Top of DOCUMENT SECTION

Hard to say for sure, though. But maybe try a) seeing if you can induce a crash by having your antivirus program update itself while something else is running, or b) put it in silent mode for 4 hours or so at night, and see if you go crash-free when it's not active. Assuming it is the antivirus software, that could at least diagnose it.
 

brownbat

Distinguished
Oct 23, 2009
52
0
18,640
No USB drives, but I think I know what caused those errors. After the crashes started occurring, I cloned and swapped my hard drive. (I had borrowed one while waiting for my part to come in, HDD was like a week after everything else, took me at least another week to get around to swapping back). System Restore's desire to back up "G" and the volume label problem were probably left over from that process. Should've mentioned that, but it didn't seem to have any effect on the crashes, which occurred both before and after the swap.

Just now, Device Manager was letting me know that Intel's SMBus controller was not starting. Reinstalling via an Intel utility didn't seem to help, but removing that driver and letting Windows reinstall it seemed to fix the error.

I don't have any scheduled tasks, but I was using avast!, which interrupts the system all the time. I've ditched it. Since I haven't had much trouble with viruses, and since I'm mostly just concerned with OS integration, I'm going to give MS Security Essentials a go. At least while I get this sorted.
 

db17k

Distinguished
Dec 10, 2009
9
0
18,510
I'm having the same issues as stated here. I just built my computer last week, here is the hardware list.

Intel i5 core 750 cpu
Gigabyte P55-UD3R mobo
2x2gb Corsair XMS3 RAM 1600 Mhz

All my drivers seemed to be up to date until I read that there was a new realtek driver out as 12/8/09

Anyway as I was researching error RTL8167 online, i came across an article that said to use performance monitor and add extra counters to help diagnose the issue of what's causing my system to crash.

Bottom of DOCUMENT SECTION
Top of PROVIDED DATA

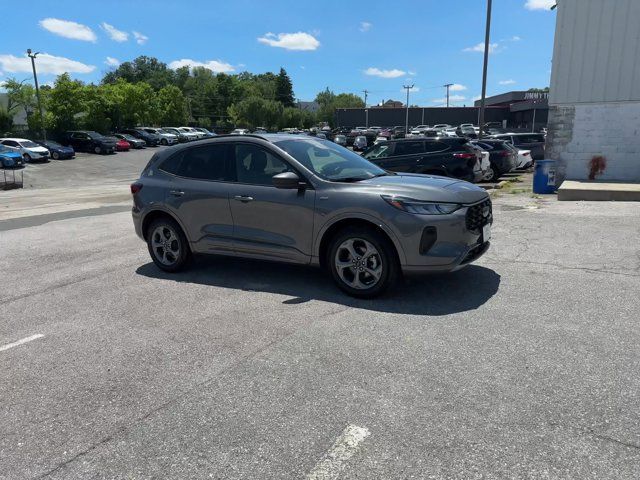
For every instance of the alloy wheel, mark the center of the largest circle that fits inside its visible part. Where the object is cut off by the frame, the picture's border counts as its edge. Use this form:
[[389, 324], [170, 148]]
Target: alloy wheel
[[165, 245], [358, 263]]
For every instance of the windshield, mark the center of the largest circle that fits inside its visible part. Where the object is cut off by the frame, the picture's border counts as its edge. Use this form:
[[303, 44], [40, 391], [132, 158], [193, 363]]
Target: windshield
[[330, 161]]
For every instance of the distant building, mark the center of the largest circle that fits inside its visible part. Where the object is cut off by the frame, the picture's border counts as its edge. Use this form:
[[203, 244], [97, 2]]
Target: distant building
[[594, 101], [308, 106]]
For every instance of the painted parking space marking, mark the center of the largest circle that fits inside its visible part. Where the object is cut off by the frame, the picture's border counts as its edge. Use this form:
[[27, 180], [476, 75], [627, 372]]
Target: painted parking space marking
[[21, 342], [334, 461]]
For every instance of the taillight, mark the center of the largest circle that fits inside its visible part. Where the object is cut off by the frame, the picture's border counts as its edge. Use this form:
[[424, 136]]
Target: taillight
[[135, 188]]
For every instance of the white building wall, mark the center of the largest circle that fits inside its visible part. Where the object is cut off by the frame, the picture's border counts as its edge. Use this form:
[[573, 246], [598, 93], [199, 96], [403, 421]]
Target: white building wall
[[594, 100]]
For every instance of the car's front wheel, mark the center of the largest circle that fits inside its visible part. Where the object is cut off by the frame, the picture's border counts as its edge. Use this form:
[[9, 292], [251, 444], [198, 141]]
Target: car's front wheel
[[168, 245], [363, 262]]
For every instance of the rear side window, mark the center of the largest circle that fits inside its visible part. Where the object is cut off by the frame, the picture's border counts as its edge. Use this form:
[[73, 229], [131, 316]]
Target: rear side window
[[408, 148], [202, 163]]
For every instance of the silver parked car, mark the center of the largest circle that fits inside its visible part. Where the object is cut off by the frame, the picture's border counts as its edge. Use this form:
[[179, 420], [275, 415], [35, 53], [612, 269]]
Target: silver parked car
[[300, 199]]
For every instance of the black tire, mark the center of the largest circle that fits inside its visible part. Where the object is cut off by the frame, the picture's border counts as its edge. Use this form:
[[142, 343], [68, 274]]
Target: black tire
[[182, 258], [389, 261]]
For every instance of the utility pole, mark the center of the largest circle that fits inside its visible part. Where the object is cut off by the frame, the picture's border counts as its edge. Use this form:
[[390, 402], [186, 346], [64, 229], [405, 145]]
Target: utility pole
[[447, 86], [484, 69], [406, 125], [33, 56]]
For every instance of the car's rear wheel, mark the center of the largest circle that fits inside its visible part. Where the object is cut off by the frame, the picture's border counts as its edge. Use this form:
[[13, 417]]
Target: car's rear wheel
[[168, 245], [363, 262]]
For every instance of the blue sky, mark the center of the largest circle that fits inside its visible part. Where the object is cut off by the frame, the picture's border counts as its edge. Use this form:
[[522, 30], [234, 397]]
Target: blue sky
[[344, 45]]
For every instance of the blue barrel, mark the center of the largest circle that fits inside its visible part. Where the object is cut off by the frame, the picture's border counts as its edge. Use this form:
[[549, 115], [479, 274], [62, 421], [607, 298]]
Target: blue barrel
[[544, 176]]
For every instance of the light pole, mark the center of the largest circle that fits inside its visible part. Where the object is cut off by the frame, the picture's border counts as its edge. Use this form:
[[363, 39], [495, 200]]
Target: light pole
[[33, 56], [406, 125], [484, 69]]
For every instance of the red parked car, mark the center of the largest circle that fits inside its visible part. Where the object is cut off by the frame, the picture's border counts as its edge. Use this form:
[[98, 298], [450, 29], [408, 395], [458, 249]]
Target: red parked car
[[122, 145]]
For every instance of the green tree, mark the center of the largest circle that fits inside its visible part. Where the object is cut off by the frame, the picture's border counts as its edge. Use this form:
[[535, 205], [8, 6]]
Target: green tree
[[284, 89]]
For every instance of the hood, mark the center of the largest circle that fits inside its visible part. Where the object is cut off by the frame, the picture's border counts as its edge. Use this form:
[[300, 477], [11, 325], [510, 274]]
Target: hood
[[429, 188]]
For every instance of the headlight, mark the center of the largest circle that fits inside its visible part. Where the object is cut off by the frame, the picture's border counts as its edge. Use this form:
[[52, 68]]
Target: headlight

Bottom of PROVIDED DATA

■ **PROBLEMS TO SOLVE**
**a.** Write out the part of the forum thread on the system crashes starting at "I don't have" and ending at "get this sorted.".
**b.** Answer these questions using the forum thread on the system crashes:
(i) Which antivirus program did brownbat stop using?
(ii) What did Device Manager report as not starting?
(iii) Which motherboard appears in db17k's hardware list?
**c.** Continue the forum thread on the system crashes from the point where it stops.
The data play no part in what follows and can be set aside.

■ **ANSWERS BY TASK**
**a.**
I don't have any scheduled tasks, but I was using avast!, which interrupts the system all the time. I've ditched it. Since I haven't had much trouble with viruses, and since I'm mostly just concerned with OS integration, I'm going to give MS Security Essentials a go. At least while I get this sorted.

**b.**
(i) avast!
(ii) Intel's SMBus controller
(iii) A Gigabyte P55-UD3R

**c.**
As i was monitoring the Performance Monitor with counters (Event Tracing for Windows & Event Tracing for Windows Session) added I noticed that my (Events logged per second - MsMpPsSession7) counter kept spiking at around 100 every second, also randomly the (Events logged per second - Audio) would spike up to 100. As i was monitoring this behavior maybe 5 minutes, all a suddion the (Events logged per second - Audio) spiked up to 100 for 3 seconds back to back and also counter ( Events logged per second - Circular Kernel Context Logger) almost mimicked those audio spikes then BAM computer froze. No blue screen just frozen screen. Same as what's been happening several times a day since i built this mofo. This leads me to believe it's something with the Realtek audio device. I've since disabled it in device manager, but from this here post it's only been about a half an hour of run time.

Although when i look at the performance monitor now (having the realtek audio device disabled) the (Events logged per second - MsMpPsSession7) is now reading at around 10 processes per second every second as opposed to 100 as stated earlier. Also there are no random audio processes spikes (obviously) because the device is disabled.

I'll post again if my computer freezes and if it doesn't I'll post up in the morning to let you know. hope this helps.
 

db17k

Distinguished
Dec 10, 2009
9
0
18,510
Yeah i woke up today and my system was frozen again, so i guess that's not it. I was using the performance monitor that comes with windows 7.

from the Start Menu search bar, type in performance monitor and the program should pop up.

on to more troubleshooting.
 

ekoostik

Distinguished
Sep 9, 2009
1,327
0
19,460

It may be a long shot, but did you ever try with CCC uninstalled?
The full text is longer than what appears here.